§ Assigned task:
Please copy every line below that contains the string "yellow".

§ Task data:
####

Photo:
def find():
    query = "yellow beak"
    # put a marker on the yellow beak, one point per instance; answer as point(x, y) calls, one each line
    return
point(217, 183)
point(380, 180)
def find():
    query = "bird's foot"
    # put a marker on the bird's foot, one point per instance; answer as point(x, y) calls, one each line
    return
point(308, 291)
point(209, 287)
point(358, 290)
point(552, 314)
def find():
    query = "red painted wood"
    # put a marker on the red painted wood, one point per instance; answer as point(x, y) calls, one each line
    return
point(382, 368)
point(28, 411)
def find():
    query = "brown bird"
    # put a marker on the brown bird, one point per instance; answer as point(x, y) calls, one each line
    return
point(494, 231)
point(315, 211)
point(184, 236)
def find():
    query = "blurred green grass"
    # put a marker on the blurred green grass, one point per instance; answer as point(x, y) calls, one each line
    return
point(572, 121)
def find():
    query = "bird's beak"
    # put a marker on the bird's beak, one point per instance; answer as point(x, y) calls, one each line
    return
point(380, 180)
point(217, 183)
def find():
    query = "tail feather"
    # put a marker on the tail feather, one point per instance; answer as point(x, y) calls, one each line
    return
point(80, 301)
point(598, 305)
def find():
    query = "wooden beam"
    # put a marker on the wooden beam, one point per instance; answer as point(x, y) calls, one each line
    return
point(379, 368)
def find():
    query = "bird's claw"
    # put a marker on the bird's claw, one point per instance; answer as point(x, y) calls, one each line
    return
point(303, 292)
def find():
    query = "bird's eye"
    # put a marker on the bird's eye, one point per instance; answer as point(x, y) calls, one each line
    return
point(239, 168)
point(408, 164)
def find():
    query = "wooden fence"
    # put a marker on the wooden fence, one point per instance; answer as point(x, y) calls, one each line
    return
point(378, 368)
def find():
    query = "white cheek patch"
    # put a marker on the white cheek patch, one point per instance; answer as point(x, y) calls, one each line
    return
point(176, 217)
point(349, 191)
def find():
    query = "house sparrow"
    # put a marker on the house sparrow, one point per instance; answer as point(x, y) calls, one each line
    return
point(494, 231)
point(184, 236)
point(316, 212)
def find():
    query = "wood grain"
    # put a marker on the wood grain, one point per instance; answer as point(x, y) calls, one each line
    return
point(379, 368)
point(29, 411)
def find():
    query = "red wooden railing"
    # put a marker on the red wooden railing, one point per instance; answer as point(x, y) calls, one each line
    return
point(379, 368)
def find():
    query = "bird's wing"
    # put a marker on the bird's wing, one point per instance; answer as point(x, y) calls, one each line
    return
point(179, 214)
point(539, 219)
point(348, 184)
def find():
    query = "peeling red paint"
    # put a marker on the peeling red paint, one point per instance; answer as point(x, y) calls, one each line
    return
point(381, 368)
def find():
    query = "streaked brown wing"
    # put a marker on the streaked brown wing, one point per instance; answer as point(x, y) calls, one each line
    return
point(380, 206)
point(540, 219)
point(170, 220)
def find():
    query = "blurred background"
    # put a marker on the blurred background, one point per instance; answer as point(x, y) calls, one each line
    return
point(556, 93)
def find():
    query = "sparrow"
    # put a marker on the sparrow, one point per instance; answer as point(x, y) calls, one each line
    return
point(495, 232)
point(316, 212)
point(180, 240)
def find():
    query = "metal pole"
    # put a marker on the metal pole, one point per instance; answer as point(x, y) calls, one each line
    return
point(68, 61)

####

§ Response area:
    query = "yellow beak"
    # put a marker on the yellow beak, one point per instance; answer as point(x, y) calls, one each line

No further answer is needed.